The gist of the movie is about Richard’s growing involvement in Nikki’s life and the assumption by everyone around him that he is having an affair with her, backed up by his own actions that put his marriage at risk in the pursuit of spending time with his new best friend. How far is this man willing to go for another person who seems only to take, take, and take some more from him? If she is not wanting his time, then she is needing his advice, or his emotional support, or his help in moving, or… well, it is always something, and it takes him away from his job as much as away from his family, leading him into dangerous territory all around.

This is not exactly the light-hearted laughs many of Rock’s fans may be expecting. Oh, he does deliver riffs in character on some familiar territory like the use of the “N” word, and how he (Richard) separates his identity as a black man from that of the “n****er” and yet also resents being characterized as “white” for not falling into a typical black stereotype. He even works in some great Michael Jackson jabs (On babysitting and MJ: “I wouldn’t let him watch my kids. I wouldn’t even let him watch my kids on tv.”), but there is an underlying weight to I Think I Love My Wife that may take viewers by surprise. The message that family is the most important thing a man has and that a man has to be responsible to himself and his family before his libido is going against the perceived notion that men think with their little brains and worry about the consequences of their actions later. Certainly this is a charge that has been leveled within and at the African American community in particular for decades and for one of its premier laugh-makers to voice an opinion that goes against the accepted idea that sex on the side during marriage is okay may raise eyebrows, but it is nice to see Rock, as actor, writer, and director present a grown-up story that doesn’t take the easy road and go for cheap laughs. Parts of I Think I Love My Wife are heartbreaking. Other bits are very funny, but over-all it is a well-done foray into a topic that will make a lot of people squirm. There are no psycho bad guys a la Fatal Attraction in this one to make the answers clear-cut. This is much more grounded in reality, and that’s what makes it such a good movie. The fact that Rock can keep his audience wondering right up until the moment we find Richard removing Nikki's panties whether he is going to follow his baser instincts or turn to his higher ideals shows his real skill as a director and writer. I, for one, am quite impressed with the growth he continues to show as an artist. I think you will be too.

Given task
Please duplicate the review of I Think I Love My Wife word for word, starting at "The gist of" and ending at "territory all around.".

Available data
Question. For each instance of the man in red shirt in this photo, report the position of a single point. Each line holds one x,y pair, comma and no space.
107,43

Result of this exercise
The gist of the movie is about Richard’s growing involvement in Nikki’s life and the assumption by everyone around him that he is having an affair with her, backed up by his own actions that put his marriage at risk in the pursuit of spending time with his new best friend. How far is this man willing to go for another person who seems only to take, take, and take some more from him? If she is not wanting his time, then she is needing his advice, or his emotional support, or his help in moving, or… well, it is always something, and it takes him away from his job as much as away from his family, leading him into dangerous territory all around.